> Задания:
1: Какую статью, согласно тексту писем к Анне Саакянц, автор письма от 11 апреля 1961 г. перечла накануне?
2: Напишите продолжение текста писем к Анне Саакянц, начиная сразу после его последней фразы.

> Исходный текст:
Вторая жизнь Марины Цветаевой: письма к Анне Саакянц 1961 – 1975 годов
Что до колдовства, то я, как и Вы, не «произвожу» его, а только «потребляю». Спасибо, что нам хоть это дано. Что еще? Еще много всего, но — потом. — А пока целую Вас. Спасибо за всё. Привет Косте, непременно соберемся все вместе.
Пишите!
Ваша А. Э.13
11 апреля 1961 г.Милая Анечка, я вчера внимательнее, хоть и не на полную мощность внимания, перечла Орловскую статью. Мне кажется, что:
1) «Происшествие» (стр. 6) независимо от того, произошло ли оно, или случилось, вообще не то слово, когда речь идет о принятии или непринятии Октябрьской революции. Вслушайтесь! Тут уж скорее о событии, чем о происшествии говорится.

Записи набора данных:
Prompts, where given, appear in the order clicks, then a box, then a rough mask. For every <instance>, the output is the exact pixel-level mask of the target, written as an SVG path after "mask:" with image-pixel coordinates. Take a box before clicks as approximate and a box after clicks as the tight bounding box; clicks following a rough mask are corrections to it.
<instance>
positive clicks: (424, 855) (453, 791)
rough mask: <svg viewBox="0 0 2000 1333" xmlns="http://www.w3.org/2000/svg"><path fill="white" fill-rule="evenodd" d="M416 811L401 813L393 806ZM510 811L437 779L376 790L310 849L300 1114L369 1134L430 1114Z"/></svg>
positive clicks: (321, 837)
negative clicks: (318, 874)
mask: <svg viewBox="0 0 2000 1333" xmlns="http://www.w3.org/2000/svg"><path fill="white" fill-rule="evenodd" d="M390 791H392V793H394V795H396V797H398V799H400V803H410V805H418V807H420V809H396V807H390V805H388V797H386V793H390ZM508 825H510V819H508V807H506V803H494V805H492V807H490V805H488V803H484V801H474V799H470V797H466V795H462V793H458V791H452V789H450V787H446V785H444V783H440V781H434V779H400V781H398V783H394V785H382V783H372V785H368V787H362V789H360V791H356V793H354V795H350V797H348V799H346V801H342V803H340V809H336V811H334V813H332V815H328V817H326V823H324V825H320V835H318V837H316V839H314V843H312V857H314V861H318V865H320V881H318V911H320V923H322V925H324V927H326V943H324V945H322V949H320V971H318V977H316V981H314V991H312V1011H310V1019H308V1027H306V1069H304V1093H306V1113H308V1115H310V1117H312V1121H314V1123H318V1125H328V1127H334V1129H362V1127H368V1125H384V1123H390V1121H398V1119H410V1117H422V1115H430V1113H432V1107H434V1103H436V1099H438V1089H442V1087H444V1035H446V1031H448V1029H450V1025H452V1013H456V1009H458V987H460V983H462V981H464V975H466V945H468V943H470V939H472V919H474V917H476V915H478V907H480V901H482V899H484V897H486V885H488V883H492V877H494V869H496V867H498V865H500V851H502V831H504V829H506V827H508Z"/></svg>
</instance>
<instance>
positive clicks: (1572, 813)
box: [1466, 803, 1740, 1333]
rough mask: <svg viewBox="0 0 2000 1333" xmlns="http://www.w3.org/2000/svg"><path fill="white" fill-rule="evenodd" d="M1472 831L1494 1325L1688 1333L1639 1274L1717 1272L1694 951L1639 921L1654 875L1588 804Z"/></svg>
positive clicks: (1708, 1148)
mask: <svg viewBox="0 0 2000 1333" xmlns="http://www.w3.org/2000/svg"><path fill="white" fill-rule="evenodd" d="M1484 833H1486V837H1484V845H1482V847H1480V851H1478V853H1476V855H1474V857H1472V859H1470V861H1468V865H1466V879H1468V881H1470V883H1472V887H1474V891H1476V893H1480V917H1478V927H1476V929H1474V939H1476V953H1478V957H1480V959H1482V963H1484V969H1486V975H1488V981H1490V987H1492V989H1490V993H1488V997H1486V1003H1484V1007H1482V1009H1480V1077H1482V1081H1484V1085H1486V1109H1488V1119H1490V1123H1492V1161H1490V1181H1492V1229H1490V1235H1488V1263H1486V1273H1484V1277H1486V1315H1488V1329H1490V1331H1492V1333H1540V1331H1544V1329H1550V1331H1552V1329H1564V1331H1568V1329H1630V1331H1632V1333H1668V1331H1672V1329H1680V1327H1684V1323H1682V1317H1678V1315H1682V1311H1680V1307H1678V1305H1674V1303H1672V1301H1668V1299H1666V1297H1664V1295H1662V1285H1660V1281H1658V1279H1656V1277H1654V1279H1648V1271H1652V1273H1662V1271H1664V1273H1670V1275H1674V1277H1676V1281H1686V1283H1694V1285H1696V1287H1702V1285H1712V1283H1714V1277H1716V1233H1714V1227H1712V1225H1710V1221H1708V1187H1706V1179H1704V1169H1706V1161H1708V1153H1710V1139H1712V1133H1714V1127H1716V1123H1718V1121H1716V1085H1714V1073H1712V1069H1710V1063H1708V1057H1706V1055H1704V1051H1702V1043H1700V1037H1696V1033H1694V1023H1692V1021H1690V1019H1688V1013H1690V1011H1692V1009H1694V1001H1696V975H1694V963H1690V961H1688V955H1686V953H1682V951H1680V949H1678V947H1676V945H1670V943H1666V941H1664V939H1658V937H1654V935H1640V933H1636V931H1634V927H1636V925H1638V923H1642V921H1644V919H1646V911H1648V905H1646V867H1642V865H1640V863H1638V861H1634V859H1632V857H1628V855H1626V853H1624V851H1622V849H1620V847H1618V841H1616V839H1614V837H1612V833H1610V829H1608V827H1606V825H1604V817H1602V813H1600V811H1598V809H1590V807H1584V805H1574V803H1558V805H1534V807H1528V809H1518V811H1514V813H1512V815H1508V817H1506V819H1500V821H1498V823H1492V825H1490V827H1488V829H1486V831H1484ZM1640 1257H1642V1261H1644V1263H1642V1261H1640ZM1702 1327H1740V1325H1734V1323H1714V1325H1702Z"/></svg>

> Ответы к заданиям:
1: Орловскую статью.

2:
2) Правильно ли толкуется цитата из «Искусства при свете совести» [90] (которого у меня нет, так что проверить не могу). Действительно ли Цветаева говорит о том, что важнее в поэте — человек или художник, и разделяет эти понятия в поэте? Или говорит о том, полезнее в жизни, для жизни — поэт или другие? («физики и лирики»)! [91]
3) На стр. 14 надо восстановить букву «е» в имени Вольтера, в конце. Ерунда, конечно!
4) Дата маминой смерти — 31 августа 1941, а не 28. Откуда 28-е?
5) Стр. 17… «самых ординарных тем»… и в качестве примера — два стиха о смерти («Идешь, на меня похожий» [92] и «С большою нежностью»). Ничего себе ординарная темочка! Может быть, хоть одно из двух стихов заменить чем-нибудь, действительно более «ординарным» по теме?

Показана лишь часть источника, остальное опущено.